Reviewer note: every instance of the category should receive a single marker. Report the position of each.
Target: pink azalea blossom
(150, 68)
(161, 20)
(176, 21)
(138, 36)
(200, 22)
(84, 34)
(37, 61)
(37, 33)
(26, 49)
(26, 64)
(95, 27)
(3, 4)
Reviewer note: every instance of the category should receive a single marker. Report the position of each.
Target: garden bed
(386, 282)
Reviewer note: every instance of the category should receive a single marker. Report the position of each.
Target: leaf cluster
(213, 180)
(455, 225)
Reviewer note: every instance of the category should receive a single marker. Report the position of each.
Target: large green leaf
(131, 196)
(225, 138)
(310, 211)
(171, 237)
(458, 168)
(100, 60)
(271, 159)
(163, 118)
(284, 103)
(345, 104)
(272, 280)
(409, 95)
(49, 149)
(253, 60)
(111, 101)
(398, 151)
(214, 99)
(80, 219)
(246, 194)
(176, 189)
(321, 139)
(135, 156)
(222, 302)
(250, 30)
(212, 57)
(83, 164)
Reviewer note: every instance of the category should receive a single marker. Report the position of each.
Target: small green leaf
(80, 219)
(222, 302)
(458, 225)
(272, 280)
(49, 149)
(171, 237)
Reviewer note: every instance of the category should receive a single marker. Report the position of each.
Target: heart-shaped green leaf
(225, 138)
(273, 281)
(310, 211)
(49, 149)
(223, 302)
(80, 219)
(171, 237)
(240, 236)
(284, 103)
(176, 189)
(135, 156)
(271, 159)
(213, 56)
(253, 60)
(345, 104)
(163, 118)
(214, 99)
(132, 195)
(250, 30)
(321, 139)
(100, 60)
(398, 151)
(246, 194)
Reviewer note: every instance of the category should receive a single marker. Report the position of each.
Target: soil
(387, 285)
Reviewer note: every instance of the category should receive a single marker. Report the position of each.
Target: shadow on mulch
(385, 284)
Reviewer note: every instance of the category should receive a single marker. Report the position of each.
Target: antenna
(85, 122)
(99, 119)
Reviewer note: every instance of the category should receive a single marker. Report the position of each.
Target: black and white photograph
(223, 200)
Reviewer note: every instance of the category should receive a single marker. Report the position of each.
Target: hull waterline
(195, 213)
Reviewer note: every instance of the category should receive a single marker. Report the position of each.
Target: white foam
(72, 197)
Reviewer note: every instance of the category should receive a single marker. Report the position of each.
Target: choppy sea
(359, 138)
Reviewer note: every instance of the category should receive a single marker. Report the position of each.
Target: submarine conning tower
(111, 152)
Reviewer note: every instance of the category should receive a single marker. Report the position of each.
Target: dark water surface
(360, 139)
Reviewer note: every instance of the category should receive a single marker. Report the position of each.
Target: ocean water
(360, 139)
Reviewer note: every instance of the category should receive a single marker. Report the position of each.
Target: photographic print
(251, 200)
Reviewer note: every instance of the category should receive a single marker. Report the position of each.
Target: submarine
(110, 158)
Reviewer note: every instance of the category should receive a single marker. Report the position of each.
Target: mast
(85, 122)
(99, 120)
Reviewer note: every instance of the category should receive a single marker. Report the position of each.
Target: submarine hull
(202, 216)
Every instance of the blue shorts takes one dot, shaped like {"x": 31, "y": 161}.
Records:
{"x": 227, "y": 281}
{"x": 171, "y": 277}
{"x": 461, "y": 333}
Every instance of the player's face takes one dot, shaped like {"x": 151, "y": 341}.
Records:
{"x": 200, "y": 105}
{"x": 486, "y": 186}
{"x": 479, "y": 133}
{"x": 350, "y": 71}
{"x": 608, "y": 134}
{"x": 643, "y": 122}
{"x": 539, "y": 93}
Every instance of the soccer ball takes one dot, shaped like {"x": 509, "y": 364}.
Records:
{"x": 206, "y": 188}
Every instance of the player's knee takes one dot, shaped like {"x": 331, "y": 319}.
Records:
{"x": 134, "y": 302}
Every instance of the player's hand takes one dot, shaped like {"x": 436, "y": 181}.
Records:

____________________

Required work
Write out, unchanged, everything in the records above from the line containing "Every instance of the soccer" down to the end of the records, including both the first and last lines.

Task output
Every instance of the soccer ball takes one dot, shaped like {"x": 509, "y": 364}.
Records:
{"x": 206, "y": 188}
Every instance of the player's knee takes one dot, shaped like {"x": 331, "y": 319}.
Records:
{"x": 134, "y": 302}
Every instance of the player's hand takes one dot, shaped like {"x": 436, "y": 181}.
Records:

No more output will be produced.